Records from a collection:
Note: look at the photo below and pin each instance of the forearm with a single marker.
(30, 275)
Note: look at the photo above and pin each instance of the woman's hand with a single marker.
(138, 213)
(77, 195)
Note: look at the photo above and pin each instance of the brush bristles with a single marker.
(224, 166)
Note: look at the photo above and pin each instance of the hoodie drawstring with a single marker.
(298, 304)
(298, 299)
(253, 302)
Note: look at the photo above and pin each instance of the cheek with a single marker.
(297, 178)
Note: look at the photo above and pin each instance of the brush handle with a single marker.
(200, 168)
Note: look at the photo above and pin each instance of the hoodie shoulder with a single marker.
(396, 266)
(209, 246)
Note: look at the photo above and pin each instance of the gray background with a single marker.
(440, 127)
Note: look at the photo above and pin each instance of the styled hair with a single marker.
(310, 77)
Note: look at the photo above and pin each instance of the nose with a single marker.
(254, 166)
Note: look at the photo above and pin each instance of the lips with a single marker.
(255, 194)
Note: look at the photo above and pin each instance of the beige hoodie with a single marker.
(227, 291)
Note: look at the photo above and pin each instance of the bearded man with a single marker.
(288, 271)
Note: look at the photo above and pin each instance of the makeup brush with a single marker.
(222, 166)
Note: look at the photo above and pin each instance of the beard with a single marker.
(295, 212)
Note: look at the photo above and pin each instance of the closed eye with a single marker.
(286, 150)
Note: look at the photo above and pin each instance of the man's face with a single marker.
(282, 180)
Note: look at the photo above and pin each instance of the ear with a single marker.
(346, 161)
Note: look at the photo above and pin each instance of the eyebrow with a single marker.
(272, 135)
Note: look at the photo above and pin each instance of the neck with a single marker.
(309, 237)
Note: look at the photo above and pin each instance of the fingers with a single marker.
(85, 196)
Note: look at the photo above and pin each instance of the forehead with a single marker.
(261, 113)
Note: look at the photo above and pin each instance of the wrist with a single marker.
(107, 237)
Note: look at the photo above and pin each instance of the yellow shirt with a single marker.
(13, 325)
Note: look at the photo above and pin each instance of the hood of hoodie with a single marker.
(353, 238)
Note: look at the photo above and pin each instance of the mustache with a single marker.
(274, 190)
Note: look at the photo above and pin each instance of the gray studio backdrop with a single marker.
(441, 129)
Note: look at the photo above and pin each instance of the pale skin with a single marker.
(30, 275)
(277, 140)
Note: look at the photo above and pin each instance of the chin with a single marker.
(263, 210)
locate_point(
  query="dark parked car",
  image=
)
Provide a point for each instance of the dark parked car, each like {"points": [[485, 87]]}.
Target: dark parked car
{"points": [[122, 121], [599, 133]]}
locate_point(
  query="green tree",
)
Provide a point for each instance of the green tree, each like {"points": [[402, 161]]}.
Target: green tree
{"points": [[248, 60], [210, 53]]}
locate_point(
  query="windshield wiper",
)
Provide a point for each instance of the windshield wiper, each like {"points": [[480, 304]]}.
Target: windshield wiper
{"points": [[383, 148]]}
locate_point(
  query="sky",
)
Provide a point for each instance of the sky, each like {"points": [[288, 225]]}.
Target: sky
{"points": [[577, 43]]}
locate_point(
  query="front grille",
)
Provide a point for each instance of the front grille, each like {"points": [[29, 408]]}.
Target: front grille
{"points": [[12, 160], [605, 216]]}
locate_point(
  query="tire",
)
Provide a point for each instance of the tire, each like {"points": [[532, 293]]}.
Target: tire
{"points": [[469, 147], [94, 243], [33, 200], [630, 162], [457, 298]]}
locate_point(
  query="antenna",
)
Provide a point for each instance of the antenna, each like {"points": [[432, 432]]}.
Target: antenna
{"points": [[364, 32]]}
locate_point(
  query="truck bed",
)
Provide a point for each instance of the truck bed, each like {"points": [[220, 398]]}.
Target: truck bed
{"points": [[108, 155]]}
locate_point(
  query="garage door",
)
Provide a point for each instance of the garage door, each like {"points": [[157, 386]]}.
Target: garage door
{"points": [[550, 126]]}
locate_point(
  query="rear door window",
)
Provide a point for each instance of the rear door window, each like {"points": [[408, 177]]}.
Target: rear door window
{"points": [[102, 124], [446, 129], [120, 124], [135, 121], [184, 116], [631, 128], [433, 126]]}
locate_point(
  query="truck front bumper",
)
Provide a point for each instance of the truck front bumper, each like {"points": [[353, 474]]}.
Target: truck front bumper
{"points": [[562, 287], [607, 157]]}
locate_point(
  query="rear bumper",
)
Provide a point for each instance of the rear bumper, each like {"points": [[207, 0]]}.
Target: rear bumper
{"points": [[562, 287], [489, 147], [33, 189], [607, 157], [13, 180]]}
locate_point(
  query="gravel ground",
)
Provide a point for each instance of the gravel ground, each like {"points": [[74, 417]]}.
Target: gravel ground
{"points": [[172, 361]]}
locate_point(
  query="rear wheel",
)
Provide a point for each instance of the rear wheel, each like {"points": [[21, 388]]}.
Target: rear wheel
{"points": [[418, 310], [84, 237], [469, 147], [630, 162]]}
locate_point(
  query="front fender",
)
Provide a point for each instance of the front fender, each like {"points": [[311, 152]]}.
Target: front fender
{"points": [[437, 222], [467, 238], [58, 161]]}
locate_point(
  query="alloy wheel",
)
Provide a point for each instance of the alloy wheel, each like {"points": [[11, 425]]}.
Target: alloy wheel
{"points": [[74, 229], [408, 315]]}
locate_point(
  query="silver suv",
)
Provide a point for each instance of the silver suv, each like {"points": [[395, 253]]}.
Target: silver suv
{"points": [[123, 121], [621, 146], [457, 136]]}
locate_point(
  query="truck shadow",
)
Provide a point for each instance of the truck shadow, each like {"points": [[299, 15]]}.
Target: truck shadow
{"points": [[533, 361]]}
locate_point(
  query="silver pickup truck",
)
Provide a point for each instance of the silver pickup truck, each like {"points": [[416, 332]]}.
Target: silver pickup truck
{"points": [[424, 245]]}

» **AIM OF THE TASK**
Word for word, give the records again.

» **WRITTEN RESPONSE**
Note: look at the photo below and pin each instance of the forearm with a single marker.
(30, 275)
Note: look at the photo above and pin each instance of the woman's hand with a single marker.
(138, 213)
(77, 195)
Note: look at the photo above and pin each instance of the brush bristles with a single marker.
(224, 166)
Note: look at the photo above and pin each instance of the hoodie drawstring with a single marker.
(298, 304)
(298, 299)
(253, 302)
Note: look at the photo above and pin each instance of the cheek with a single marker.
(297, 178)
Note: look at the photo above and pin each instance of the brush handle with a single marker.
(200, 168)
Note: look at the photo above and pin each instance of the hoodie shoulder with a single marker.
(396, 266)
(209, 246)
Note: look at the photo above and pin each instance of the gray background with a single marker.
(440, 127)
Note: look at the photo above and pin each instance of the styled hair with a single marker.
(310, 77)
Note: look at the photo above and pin each instance of the nose with a single marker.
(254, 166)
Note: look at the photo above and pin each instance of the lips with a single marker.
(255, 194)
Note: look at the photo above and pin each instance of the beige hoodie with a single marker.
(227, 291)
Note: look at the photo above and pin each instance of the bearded man with a single marker.
(288, 271)
Note: look at the photo above and pin each instance of the makeup brush with a single marker.
(222, 166)
Note: look at the photo above and pin each instance of the beard with a single marker.
(295, 212)
Note: look at the photo above and pin each instance of the closed eye with a single marker.
(286, 150)
Note: look at the photo above and pin each instance of the man's face with a single marker.
(282, 180)
Note: look at the photo above and pin each instance of the ear with a single marker.
(346, 161)
Note: look at the photo above and pin each instance of the eyebrow with a single marker.
(272, 135)
Note: look at the photo above and pin each instance of the neck with a single marker.
(309, 237)
Note: look at the photo above and pin each instance of the fingers with a single marker.
(85, 196)
Note: look at the photo above and pin each instance of the forehead with a single marker.
(261, 113)
Note: look at the photo above and pin each instance of the wrist with a single marker.
(107, 237)
Note: look at the photo above and pin each instance of the yellow shirt with a single marker.
(13, 325)
Note: look at the photo above and pin each instance of the hood of hoodie with a single marker.
(353, 238)
Note: look at the photo above and pin each instance of the mustache with a single marker.
(274, 190)
Note: look at the photo above and pin each instance of the gray studio backdrop with a single marker.
(441, 129)
Note: look at the photo above and pin each instance of the pale skin with a single marker.
(30, 275)
(277, 140)
Note: look at the photo above and pin each instance of the chin with a single marker.
(263, 210)
locate_point(
  query="dark parked car",
  image=
)
Provide a point for each instance of the dark parked car, each like {"points": [[485, 87]]}.
Target: dark parked car
{"points": [[122, 121], [599, 133]]}
locate_point(
  query="green tree",
)
Provide a point for each instance of the green tree, each like {"points": [[402, 161]]}.
Target: green tree
{"points": [[248, 60], [210, 53]]}
locate_point(
  query="windshield wiper",
)
Provide a point for each instance of the windshield wiper, each like {"points": [[480, 304]]}.
Target: windshield wiper
{"points": [[383, 148]]}
locate_point(
  query="sky",
)
Provide a point for each instance of the sky, each like {"points": [[288, 225]]}.
Target: sky
{"points": [[577, 43]]}
locate_point(
  query="front grille",
)
Provide a point for each instance of the front grille, each like {"points": [[29, 408]]}.
Target: front grille
{"points": [[12, 160], [605, 216]]}
locate_point(
  query="tire",
)
Provide a point for each instance of the tire, each like {"points": [[532, 293]]}.
Target: tire
{"points": [[469, 147], [94, 243], [33, 200], [630, 162], [457, 298]]}
locate_point(
  query="antenna",
)
Provide a point for each instance of the antenna, each like {"points": [[432, 432]]}.
Target: antenna
{"points": [[364, 32]]}
locate_point(
  query="truck bed",
)
Provide a point for each instance of the truck bed, each like {"points": [[220, 398]]}.
Target: truck bed
{"points": [[108, 155]]}
locate_point(
  query="garage door",
)
Provide a point for each instance of the garage door, each like {"points": [[157, 386]]}.
Target: garage door
{"points": [[550, 126]]}
locate_point(
  query="rear door window",
)
Provide a point for each instance of the rear door window, each like {"points": [[408, 177]]}.
Target: rear door window
{"points": [[102, 124], [446, 129], [120, 124], [135, 121], [184, 116], [631, 128], [433, 126]]}
locate_point(
  query="truck front bumper",
)
Provide a point for each instance of the truck front bumper, each like {"points": [[353, 474]]}.
Target: truck front bumper
{"points": [[562, 287], [607, 157]]}
locate_point(
  query="rear bumper",
)
Provide a point for each instance of the rear bumper, each like {"points": [[207, 0]]}.
Target: rear bumper
{"points": [[562, 287], [489, 147], [33, 189], [607, 157], [13, 180]]}
locate_point(
  query="gravel ground",
)
Provide a point for each instance of the gravel ground, each like {"points": [[74, 417]]}.
Target: gravel ground
{"points": [[172, 361]]}
locate_point(
  query="rear wheel",
)
Provide a point for each instance of the rear wheel, each like {"points": [[21, 388]]}.
Target: rear wheel
{"points": [[418, 310], [84, 237], [469, 147], [630, 162]]}
locate_point(
  query="front fender",
)
Provide a point for each instance of the front fender, each like {"points": [[311, 152]]}.
Target: front fender
{"points": [[437, 222], [467, 238], [58, 161]]}
locate_point(
  query="alloy wheel",
)
Provide a point for each instance of the alloy wheel, each like {"points": [[11, 425]]}.
Target: alloy wheel
{"points": [[74, 229], [408, 315]]}
locate_point(
  query="silver suv",
)
Provide a point for each instance of the silver suv, each like {"points": [[395, 253]]}.
Target: silver suv
{"points": [[123, 121], [621, 146], [457, 136]]}
locate_point(
  query="truck shadow",
)
Provide a point for each instance of the truck shadow, each like {"points": [[299, 15]]}.
Target: truck shadow
{"points": [[533, 361]]}
locate_point(
  query="silver pickup truck",
)
Provide a point for each instance of the silver pickup truck, each like {"points": [[416, 332]]}.
Target: silver pickup truck
{"points": [[424, 245]]}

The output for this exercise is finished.